Exercise details
Reproduce the data verbatim, everything from the line containing "Kindly give the mask of every instance of the watch" down to the line containing "1093 818 L 1101", with both of those lines included.
+++ Record extracts +++
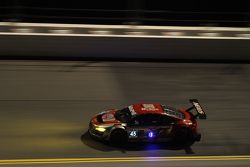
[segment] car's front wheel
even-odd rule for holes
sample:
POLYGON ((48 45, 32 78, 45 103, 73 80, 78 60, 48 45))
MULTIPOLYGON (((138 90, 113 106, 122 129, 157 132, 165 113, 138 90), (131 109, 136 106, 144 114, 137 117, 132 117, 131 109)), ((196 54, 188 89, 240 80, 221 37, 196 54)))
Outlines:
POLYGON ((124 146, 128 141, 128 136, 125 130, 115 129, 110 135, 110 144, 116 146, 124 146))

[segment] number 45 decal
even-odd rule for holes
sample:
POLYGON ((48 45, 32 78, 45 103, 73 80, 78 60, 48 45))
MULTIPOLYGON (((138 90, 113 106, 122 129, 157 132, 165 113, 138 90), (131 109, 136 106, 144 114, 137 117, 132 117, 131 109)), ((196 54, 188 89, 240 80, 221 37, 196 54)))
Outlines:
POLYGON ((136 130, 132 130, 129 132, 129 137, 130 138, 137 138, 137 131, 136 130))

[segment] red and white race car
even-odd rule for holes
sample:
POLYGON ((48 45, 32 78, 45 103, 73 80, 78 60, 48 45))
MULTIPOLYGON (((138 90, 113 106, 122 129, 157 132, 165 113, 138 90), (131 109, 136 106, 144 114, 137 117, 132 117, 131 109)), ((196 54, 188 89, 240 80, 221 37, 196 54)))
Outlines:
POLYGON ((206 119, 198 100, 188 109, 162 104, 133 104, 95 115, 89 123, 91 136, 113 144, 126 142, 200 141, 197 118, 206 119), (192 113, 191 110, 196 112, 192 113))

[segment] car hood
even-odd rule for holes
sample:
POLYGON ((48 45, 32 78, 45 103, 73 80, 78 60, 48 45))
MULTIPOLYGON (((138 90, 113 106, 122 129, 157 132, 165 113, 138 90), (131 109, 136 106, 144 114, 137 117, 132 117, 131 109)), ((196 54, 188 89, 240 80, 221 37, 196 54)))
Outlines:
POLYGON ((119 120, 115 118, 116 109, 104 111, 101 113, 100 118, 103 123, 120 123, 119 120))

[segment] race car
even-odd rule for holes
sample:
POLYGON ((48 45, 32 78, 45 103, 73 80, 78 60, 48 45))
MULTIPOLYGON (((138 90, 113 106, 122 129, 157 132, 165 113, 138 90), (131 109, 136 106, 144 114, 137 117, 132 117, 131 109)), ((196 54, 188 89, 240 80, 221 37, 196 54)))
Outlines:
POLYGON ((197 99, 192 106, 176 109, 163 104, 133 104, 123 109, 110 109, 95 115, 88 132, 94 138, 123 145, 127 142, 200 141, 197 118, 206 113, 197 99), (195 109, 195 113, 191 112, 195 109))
+++
+++ Record extracts +++
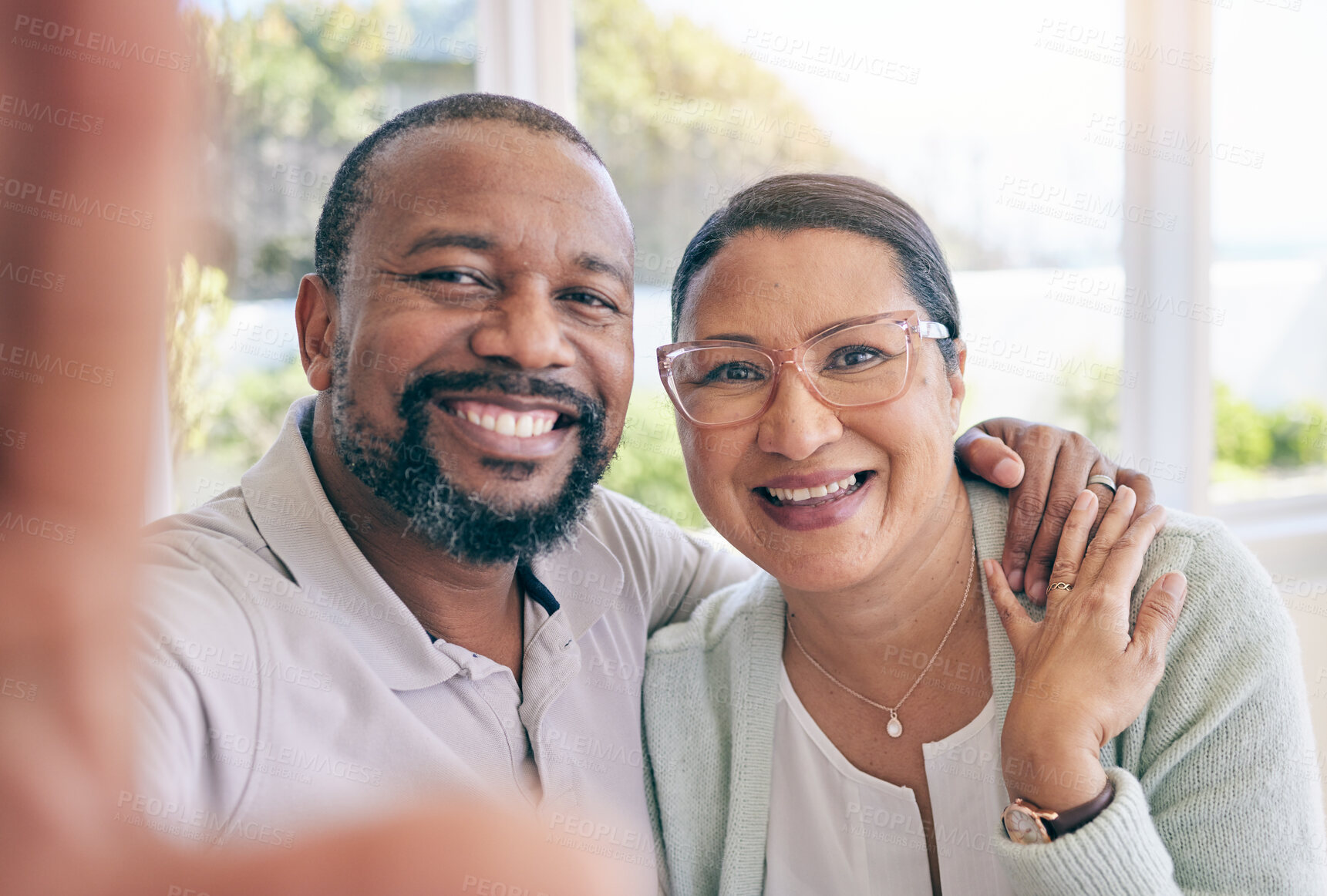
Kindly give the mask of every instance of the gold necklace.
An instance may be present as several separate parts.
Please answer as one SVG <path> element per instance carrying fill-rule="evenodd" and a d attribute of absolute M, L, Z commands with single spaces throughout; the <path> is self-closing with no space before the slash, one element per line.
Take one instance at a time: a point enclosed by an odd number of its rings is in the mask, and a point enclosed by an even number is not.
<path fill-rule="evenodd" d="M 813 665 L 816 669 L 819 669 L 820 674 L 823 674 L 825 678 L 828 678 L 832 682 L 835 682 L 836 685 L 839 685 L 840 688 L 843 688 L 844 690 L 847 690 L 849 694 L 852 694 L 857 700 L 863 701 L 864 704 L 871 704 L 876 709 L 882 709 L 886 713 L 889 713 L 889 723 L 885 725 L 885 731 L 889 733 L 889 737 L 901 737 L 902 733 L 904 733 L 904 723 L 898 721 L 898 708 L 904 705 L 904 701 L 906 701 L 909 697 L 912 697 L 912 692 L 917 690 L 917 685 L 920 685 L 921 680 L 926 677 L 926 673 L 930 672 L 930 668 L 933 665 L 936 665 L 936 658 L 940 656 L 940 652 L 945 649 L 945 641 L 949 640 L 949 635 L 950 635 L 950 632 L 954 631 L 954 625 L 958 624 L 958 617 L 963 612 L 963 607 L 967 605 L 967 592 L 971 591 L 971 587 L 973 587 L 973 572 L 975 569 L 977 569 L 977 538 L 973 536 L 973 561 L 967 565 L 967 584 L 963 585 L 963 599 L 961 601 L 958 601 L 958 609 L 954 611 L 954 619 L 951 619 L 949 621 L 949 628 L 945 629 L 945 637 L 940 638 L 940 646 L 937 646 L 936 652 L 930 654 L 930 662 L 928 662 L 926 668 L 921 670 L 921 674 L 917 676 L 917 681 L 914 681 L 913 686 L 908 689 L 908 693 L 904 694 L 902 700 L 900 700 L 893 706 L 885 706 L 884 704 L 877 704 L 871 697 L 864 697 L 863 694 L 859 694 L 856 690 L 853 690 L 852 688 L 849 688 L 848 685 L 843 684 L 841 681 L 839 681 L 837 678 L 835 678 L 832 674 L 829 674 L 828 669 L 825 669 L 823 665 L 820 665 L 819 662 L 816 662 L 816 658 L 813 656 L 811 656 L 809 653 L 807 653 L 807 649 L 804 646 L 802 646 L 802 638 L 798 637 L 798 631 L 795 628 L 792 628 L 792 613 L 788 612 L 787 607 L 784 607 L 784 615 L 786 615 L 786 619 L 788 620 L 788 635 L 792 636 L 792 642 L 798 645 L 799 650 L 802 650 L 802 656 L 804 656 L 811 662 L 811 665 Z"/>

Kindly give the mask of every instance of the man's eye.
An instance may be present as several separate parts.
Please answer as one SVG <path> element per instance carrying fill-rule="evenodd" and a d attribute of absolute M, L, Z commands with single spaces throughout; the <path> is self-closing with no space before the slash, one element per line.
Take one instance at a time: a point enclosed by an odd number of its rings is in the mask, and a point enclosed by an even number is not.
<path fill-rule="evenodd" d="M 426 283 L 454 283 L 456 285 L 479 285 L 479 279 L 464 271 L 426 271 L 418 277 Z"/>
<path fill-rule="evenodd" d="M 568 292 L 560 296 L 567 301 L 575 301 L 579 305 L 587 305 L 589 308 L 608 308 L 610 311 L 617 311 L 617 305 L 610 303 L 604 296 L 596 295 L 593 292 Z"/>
+++
+++ Record extracts +++
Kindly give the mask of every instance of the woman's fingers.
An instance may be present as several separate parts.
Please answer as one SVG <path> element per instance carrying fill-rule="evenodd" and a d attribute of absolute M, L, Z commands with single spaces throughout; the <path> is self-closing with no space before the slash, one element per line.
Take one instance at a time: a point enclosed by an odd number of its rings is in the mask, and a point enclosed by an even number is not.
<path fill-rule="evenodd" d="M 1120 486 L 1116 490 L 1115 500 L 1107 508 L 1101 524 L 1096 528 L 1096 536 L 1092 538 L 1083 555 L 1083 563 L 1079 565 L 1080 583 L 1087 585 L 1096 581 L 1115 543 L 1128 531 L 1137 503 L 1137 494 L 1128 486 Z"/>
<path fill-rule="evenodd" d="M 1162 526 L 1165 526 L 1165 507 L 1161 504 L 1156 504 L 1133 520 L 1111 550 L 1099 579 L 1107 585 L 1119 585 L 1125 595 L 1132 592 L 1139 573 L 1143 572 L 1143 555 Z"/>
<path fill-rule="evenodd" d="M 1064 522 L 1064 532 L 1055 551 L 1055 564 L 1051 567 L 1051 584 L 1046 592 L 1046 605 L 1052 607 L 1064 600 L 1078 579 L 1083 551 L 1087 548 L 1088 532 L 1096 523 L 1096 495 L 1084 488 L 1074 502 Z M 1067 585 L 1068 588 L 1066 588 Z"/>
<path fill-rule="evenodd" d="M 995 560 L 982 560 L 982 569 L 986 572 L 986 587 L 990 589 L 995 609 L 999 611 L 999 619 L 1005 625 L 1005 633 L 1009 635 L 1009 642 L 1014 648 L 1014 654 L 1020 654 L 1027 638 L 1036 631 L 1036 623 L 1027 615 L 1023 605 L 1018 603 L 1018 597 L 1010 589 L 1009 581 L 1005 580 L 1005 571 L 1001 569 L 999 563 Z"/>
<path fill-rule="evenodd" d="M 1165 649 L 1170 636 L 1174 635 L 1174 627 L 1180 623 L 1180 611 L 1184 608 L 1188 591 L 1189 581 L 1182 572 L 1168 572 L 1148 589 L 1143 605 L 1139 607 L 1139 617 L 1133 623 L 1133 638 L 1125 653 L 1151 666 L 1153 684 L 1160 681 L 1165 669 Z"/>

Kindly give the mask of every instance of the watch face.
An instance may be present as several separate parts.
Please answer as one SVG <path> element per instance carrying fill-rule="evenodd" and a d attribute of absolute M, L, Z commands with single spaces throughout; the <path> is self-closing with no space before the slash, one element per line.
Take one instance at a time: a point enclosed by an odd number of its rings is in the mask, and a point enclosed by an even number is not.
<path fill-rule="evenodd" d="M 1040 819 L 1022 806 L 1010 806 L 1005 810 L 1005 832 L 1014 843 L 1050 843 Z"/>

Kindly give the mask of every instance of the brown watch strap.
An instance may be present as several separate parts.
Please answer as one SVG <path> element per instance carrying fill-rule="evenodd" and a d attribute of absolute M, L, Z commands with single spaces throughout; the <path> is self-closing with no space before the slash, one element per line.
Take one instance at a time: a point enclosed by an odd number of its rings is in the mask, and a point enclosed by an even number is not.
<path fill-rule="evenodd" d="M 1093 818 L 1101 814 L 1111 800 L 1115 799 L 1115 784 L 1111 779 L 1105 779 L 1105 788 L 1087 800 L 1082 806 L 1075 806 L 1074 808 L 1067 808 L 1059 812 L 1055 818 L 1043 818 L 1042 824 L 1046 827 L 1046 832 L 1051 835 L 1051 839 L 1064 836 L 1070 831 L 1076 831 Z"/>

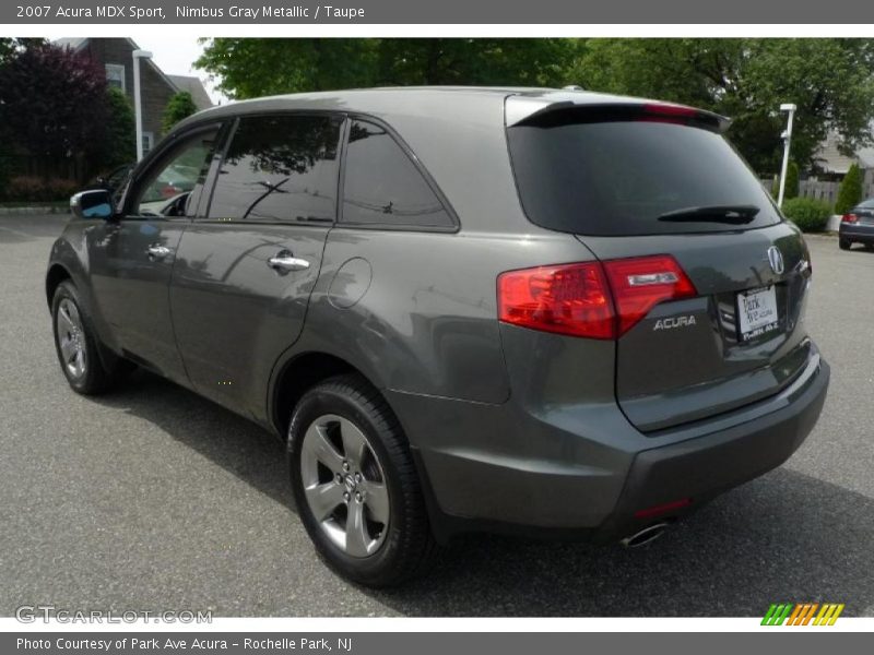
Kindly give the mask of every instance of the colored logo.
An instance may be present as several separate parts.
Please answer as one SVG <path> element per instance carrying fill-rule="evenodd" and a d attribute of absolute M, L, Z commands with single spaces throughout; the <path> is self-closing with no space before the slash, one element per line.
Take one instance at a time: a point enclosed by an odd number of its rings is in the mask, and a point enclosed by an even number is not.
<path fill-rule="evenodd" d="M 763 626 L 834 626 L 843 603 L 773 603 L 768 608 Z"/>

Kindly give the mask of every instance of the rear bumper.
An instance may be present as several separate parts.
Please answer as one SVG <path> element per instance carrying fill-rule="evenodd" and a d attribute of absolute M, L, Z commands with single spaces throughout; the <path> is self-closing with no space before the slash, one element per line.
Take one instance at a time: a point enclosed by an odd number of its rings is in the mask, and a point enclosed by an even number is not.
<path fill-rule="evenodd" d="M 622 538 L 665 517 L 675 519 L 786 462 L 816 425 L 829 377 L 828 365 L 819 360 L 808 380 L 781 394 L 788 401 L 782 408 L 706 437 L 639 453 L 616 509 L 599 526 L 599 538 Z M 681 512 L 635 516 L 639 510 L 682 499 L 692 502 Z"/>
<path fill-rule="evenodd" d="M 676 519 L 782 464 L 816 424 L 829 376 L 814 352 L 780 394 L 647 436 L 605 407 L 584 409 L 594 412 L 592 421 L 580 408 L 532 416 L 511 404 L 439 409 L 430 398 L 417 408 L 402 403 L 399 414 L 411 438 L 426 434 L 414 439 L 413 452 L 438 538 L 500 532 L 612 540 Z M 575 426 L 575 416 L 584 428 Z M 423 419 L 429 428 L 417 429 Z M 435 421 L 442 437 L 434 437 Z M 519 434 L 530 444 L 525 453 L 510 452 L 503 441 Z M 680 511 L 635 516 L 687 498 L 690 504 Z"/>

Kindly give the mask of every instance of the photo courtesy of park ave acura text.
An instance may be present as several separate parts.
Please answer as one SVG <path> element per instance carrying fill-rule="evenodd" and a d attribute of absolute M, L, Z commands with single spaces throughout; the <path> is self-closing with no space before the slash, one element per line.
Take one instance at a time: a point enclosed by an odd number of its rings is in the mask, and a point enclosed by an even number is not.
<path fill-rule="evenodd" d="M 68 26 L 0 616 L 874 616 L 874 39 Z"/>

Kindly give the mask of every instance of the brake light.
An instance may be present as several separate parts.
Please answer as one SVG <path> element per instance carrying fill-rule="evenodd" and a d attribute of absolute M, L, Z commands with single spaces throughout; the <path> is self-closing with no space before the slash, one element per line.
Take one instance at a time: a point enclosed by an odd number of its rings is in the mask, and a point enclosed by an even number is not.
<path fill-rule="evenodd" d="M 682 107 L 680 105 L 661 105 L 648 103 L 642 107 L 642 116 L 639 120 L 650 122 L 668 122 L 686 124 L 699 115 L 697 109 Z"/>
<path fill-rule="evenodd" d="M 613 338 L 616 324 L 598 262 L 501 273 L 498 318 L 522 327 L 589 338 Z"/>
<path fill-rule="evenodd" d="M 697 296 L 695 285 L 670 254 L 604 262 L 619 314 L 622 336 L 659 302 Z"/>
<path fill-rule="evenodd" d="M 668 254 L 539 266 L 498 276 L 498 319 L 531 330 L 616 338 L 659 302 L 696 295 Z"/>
+++
Complete response
Kindly give the mask of every instance of the watch face.
An instance may be present as several separate parts.
Please answer as one SVG <path> element per instance carrying fill-rule="evenodd" and a d attribute of absolute M, L, Z commands with single spaces throughout; the <path> is self-closing with no space before the slash, one element per line.
Take one instance at a time: a point enclosed by an odd number of its rings is in the mask, and a point enclosed by an even number is not.
<path fill-rule="evenodd" d="M 1040 819 L 1022 806 L 1010 806 L 1005 810 L 1005 832 L 1014 843 L 1050 843 Z"/>

Kindly give the mask of every instance of the brown watch strap.
An instance may be present as several separate parts.
Please answer as one SVG <path> element per instance carrying fill-rule="evenodd" and a d attribute of absolute M, L, Z commands with single spaces throughout; the <path> is self-closing with no space before the slash, one element per line.
Take one instance at a time: a point enclosed by an odd number of its rings is in the mask, and a point enclosed by an even number is not.
<path fill-rule="evenodd" d="M 1093 818 L 1101 814 L 1111 800 L 1115 799 L 1115 784 L 1111 779 L 1105 779 L 1105 788 L 1087 800 L 1082 806 L 1075 806 L 1074 808 L 1067 808 L 1059 812 L 1055 818 L 1043 818 L 1042 824 L 1046 827 L 1046 832 L 1051 835 L 1051 839 L 1064 836 L 1070 831 L 1076 831 Z"/>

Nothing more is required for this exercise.